Entries from a pointing dataset:
## START

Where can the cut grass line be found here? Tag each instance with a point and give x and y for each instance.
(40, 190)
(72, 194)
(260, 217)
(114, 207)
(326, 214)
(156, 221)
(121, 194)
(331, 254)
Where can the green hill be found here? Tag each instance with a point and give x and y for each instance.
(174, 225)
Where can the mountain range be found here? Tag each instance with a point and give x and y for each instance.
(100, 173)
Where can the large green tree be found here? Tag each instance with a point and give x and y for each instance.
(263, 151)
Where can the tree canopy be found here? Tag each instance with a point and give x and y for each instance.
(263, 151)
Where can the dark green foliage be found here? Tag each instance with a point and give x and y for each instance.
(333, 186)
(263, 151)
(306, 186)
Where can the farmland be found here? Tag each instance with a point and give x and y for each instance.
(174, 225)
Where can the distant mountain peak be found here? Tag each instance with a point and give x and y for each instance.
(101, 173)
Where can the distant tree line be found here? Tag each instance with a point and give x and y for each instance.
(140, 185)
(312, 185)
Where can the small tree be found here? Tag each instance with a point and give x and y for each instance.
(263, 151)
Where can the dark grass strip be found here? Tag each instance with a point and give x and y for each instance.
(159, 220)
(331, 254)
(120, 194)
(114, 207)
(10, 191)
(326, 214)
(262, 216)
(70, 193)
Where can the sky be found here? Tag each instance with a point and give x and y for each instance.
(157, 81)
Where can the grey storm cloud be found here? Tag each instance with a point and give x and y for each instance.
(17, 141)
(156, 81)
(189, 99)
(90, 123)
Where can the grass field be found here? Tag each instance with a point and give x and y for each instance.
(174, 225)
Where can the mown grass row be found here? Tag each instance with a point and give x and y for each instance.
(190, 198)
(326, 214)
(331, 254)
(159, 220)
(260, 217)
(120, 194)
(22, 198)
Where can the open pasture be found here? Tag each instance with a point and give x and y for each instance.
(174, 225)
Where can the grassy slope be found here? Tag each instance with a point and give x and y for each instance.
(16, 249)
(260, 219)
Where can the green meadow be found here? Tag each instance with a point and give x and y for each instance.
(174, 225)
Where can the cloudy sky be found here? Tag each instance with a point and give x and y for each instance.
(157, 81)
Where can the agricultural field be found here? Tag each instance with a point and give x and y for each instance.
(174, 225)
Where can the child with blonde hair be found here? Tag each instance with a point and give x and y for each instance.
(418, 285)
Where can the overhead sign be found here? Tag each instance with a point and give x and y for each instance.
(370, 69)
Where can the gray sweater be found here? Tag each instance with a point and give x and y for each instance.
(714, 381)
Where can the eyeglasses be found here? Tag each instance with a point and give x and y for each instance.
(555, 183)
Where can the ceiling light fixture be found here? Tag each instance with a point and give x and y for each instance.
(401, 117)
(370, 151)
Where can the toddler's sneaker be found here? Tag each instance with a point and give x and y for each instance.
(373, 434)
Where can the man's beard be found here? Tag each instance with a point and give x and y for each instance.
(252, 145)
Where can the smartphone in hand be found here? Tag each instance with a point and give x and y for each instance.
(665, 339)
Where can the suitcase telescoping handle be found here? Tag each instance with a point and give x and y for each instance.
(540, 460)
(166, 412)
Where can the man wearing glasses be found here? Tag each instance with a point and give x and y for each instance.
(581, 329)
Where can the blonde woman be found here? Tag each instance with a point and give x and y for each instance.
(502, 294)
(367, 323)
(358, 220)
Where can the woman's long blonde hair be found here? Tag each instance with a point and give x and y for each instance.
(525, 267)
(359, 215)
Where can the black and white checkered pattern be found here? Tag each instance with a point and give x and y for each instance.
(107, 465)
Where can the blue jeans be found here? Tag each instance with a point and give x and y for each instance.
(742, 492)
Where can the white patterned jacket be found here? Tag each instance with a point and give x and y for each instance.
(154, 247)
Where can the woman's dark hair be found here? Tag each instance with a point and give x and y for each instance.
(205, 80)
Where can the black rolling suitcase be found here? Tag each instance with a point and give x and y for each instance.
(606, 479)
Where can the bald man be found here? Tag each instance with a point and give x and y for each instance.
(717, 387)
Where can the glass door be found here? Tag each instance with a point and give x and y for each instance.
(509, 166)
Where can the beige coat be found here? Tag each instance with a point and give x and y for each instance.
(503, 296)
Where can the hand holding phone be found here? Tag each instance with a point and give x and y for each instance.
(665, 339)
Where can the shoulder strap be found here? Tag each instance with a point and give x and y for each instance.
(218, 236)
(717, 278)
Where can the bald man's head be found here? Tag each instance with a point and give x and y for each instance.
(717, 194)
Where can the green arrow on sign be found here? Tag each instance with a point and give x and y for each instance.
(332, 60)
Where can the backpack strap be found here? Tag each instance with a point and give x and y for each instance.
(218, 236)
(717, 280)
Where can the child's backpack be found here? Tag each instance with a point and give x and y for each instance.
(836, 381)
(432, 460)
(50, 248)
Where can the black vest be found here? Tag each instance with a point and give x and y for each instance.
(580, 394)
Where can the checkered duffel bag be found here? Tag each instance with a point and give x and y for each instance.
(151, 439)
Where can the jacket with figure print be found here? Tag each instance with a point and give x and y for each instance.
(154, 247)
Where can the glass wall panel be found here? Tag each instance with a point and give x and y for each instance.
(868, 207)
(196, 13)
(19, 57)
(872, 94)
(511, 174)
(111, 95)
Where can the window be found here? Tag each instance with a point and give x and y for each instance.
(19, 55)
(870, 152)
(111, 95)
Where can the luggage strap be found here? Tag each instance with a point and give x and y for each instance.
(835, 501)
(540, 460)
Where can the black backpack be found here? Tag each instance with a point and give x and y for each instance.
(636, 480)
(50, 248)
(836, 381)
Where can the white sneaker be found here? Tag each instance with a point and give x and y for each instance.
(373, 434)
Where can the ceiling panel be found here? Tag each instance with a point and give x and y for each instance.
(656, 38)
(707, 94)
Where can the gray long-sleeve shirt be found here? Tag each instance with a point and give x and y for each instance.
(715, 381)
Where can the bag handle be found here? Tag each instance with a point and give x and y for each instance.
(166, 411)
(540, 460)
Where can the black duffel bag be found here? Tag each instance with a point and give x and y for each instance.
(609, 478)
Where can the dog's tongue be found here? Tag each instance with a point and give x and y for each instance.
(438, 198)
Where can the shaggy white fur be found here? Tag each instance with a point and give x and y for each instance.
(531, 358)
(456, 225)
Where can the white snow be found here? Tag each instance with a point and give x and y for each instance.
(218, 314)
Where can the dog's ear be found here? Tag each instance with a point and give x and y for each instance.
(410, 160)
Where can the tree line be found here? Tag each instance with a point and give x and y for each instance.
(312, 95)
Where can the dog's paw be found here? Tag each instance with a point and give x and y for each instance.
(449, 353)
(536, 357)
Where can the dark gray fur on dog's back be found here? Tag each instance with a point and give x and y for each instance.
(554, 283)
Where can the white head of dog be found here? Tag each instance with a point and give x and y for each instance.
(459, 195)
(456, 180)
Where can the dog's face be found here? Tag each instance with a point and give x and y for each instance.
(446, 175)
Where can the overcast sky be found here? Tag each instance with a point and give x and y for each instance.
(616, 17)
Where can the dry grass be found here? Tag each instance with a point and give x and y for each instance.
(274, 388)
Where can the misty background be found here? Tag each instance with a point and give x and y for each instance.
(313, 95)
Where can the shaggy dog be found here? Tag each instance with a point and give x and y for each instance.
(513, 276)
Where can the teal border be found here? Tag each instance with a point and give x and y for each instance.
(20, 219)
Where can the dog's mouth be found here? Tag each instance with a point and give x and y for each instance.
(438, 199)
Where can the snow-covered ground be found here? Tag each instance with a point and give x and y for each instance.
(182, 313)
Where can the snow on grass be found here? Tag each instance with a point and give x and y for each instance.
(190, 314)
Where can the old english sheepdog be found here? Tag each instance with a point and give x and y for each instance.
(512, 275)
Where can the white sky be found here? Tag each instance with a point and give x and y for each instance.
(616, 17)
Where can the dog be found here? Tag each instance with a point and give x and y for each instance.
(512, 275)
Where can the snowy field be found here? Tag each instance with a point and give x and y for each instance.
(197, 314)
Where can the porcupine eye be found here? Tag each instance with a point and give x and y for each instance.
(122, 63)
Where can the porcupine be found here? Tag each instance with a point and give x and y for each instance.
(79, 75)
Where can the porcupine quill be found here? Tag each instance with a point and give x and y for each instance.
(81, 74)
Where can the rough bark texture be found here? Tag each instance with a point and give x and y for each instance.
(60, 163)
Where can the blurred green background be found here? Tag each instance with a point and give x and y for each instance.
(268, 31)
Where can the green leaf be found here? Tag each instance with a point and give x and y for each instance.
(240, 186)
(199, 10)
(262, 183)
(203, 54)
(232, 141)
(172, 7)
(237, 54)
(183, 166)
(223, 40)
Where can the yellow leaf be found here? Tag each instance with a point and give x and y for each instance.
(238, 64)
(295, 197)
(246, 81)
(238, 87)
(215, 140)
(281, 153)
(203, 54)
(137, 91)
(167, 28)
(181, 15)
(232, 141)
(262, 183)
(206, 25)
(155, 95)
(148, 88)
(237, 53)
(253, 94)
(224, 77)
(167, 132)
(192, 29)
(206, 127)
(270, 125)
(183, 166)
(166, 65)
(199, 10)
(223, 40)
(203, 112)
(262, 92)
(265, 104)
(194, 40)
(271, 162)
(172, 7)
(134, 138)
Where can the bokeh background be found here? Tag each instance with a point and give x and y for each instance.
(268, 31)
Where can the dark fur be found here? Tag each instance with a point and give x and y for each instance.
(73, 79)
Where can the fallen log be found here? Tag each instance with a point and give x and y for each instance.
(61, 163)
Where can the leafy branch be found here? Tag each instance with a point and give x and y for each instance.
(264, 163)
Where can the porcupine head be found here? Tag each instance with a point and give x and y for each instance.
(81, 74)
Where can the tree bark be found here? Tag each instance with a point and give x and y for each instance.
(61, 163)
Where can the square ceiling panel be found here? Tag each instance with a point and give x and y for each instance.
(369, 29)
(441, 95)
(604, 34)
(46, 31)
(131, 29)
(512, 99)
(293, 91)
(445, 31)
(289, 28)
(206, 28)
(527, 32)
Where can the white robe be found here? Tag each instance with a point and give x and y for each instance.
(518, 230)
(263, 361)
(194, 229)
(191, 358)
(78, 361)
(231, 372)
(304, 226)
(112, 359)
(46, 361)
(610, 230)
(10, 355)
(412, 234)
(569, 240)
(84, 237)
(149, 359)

## END

Locate the line with "Where can the yellow" in the entries above; extract it and every line after it, verbatim.

(TASK RESPONSE):
Where can the yellow leaf be found here? Tag each instance with a point and give x and y for each instance.
(238, 64)
(295, 197)
(246, 81)
(238, 87)
(215, 140)
(281, 153)
(203, 54)
(137, 91)
(167, 28)
(181, 15)
(232, 141)
(262, 183)
(206, 25)
(155, 95)
(148, 88)
(237, 53)
(253, 94)
(224, 77)
(167, 132)
(192, 29)
(206, 127)
(270, 125)
(183, 166)
(166, 65)
(199, 10)
(223, 40)
(203, 112)
(262, 92)
(265, 104)
(194, 40)
(271, 162)
(172, 7)
(134, 138)
Where can the bokeh background be found here? Tag each instance with a point and give x and y for each instance.
(268, 31)
Where can the dark fur be found here? Tag each instance with a point and give x and y for each instance.
(73, 79)
Where can the fallen log be found here? Tag each instance with a point and give x and y for each instance.
(61, 163)
Where can the leafy branch be found here? Tag each instance with a point and give x and y for each instance.
(264, 163)
Where can the porcupine head be found here? Tag each instance with a point and give x and y for each instance.
(81, 74)
Where can the tree bark be found here? Tag each instance with a point and give x and y for each instance.
(61, 163)
Where can the square ceiling panel be found here? Tag each instance with a point and give x and y for each instance.
(369, 29)
(441, 95)
(604, 34)
(46, 31)
(131, 29)
(512, 99)
(293, 91)
(445, 31)
(289, 28)
(206, 28)
(527, 32)
Where can the white robe be found here? Tag each instance with a point and give x and y for each instance.
(518, 230)
(263, 361)
(194, 229)
(191, 358)
(78, 361)
(231, 372)
(304, 226)
(112, 359)
(46, 361)
(610, 230)
(10, 355)
(412, 234)
(569, 240)
(84, 237)
(149, 359)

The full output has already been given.